The relative value of health care

In a 2003 study, another Dartmouth team, led by the internist
Elliott Fisher, examined the treatment received by a million elderly
Americans diagnosed with colon or rectal cancer, a hip fracture, or a
heart attack. They found that patients in higher-spending regions
received sixty per cent more care than elsewhere. They got more
frequent tests and procedures, more visits with specialists, and more
frequent admission to hospitals. Yet they did no better than other
patients, whether this was measured in terms of survival, their ability
to function, or satisfaction with the care they received. If anything,
they seemed to do worse.

That’s because nothing in medicine is
without risks. Complications can arise from hospital stays,
medications, procedures, and tests, and when these things are of
marginal value the harm can be greater than the benefits. In recent
years, we doctors have markedly increased the number of operations we
do, for instance. In 2006, doctors performed at least sixty million
surgical procedures, one for every five Americans. No other country
does anything like as many operations on its citizens. Are we better
off for it? No one knows for sure, but it seems highly unlikely. After
all, some hundred thousand people die each year from complications of
surgery—far more than die in car crashes.

To make matters worse,
Fisher found that patients in high-cost areas were actually less likely
to receive low-cost preventive services, such as flu and pneumonia
vaccines, faced longer waits at doctor and emergency-room visits, and
were less likely to have a primary-care physician. They got more of the
stuff that cost more, but not more of what they needed.

---*---

[Exercise 1] In the health care passage, rewrite the stretch from "To make matters" through "what they needed.", swapping "primary-care physician" for "family doctor".
[Exercise 2] According to the health care passage, how many surgical procedures did doctors perform in 2006?
The material that comes next has no connection to the passage on health care.

[Record excerpts]
---*---

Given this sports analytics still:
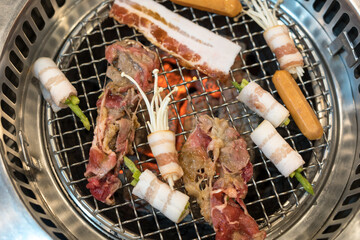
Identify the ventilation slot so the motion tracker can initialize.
[20,186,36,200]
[333,13,350,36]
[41,0,55,18]
[324,1,340,23]
[5,67,19,88]
[54,232,67,240]
[348,27,359,43]
[13,171,28,184]
[350,179,360,190]
[323,224,341,234]
[343,193,360,206]
[334,209,352,220]
[313,0,326,12]
[1,134,19,152]
[56,0,66,7]
[9,51,24,72]
[31,8,45,31]
[2,83,16,103]
[1,117,16,135]
[1,100,15,120]
[7,152,23,168]
[30,202,45,214]
[15,36,29,58]
[40,218,56,228]
[23,21,36,43]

---*---

[Answer box 1]
To make matters worse,
Fisher found that patients in high-cost areas were actually less likely
to receive low-cost preventive services, such as flu and pneumonia
vaccines, faced longer waits at doctor and emergency-room visits, and
were less likely to have a family doctor. They got more of the
stuff that cost more, but not more of what they needed.

[Answer box 2] At least sixty million, one for every five Americans.